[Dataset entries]

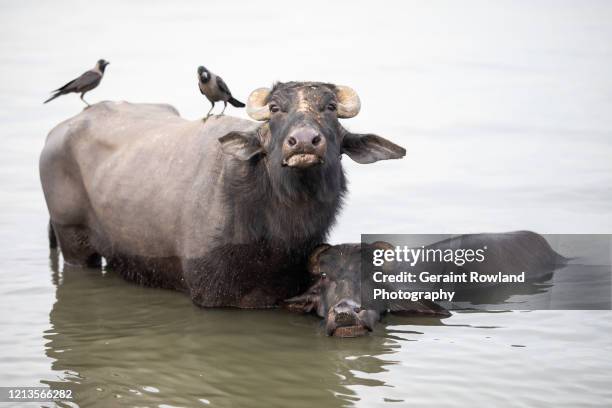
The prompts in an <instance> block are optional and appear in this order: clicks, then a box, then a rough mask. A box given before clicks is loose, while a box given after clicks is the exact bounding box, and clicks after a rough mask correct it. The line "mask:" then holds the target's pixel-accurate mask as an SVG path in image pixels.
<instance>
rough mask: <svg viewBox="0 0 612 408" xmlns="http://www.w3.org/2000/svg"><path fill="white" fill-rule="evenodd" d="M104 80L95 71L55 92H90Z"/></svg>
mask: <svg viewBox="0 0 612 408" xmlns="http://www.w3.org/2000/svg"><path fill="white" fill-rule="evenodd" d="M101 79H102V75H100V74H99V73H97V72H95V71H87V72H85V73H84V74H83V75H81V76H80V77H78V78H76V79H73V80H72V81H70V82H68V83H67V84H66V85H64V86H62V87H60V88H57V89H56V90H55V91H54V92H58V91H59V92H62V93H66V92H81V91H83V90H85V91H86V90H90V89H92V88H94V87H95V86H96V85H98V83H100V80H101Z"/></svg>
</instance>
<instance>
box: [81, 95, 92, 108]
mask: <svg viewBox="0 0 612 408" xmlns="http://www.w3.org/2000/svg"><path fill="white" fill-rule="evenodd" d="M81 100H82V101H83V102H85V105H87V107H88V108H89V107H90V106H91V105H90V104H89V103H88V102H87V101H86V100H85V92H83V93H82V94H81Z"/></svg>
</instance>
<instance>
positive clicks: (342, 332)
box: [285, 242, 449, 337]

▶ **Task item**: Word for word, restate the lines running from the one containing "rough mask: <svg" through the final line of the records above, and nothing besides.

▶ **Answer space**:
rough mask: <svg viewBox="0 0 612 408" xmlns="http://www.w3.org/2000/svg"><path fill="white" fill-rule="evenodd" d="M104 80L95 71L55 92H90Z"/></svg>
mask: <svg viewBox="0 0 612 408" xmlns="http://www.w3.org/2000/svg"><path fill="white" fill-rule="evenodd" d="M101 79H102V75H100V74H99V73H97V72H95V71H87V72H85V73H84V74H83V75H81V76H80V77H78V78H76V79H73V80H72V81H70V82H68V83H67V84H66V85H64V86H62V87H60V88H57V89H56V90H55V91H54V92H58V91H59V92H62V93H66V92H81V91H83V90H85V91H86V90H90V89H92V88H94V87H95V86H96V85H98V83H100V80H101Z"/></svg>
</instance>
<instance>
box: [81, 95, 92, 108]
mask: <svg viewBox="0 0 612 408" xmlns="http://www.w3.org/2000/svg"><path fill="white" fill-rule="evenodd" d="M81 100H82V101H83V102H85V105H87V107H88V108H89V107H90V106H91V105H90V104H89V103H88V102H87V101H86V100H85V92H83V93H82V94H81Z"/></svg>
</instance>
<instance>
positive clicks: (342, 332)
box: [285, 242, 449, 337]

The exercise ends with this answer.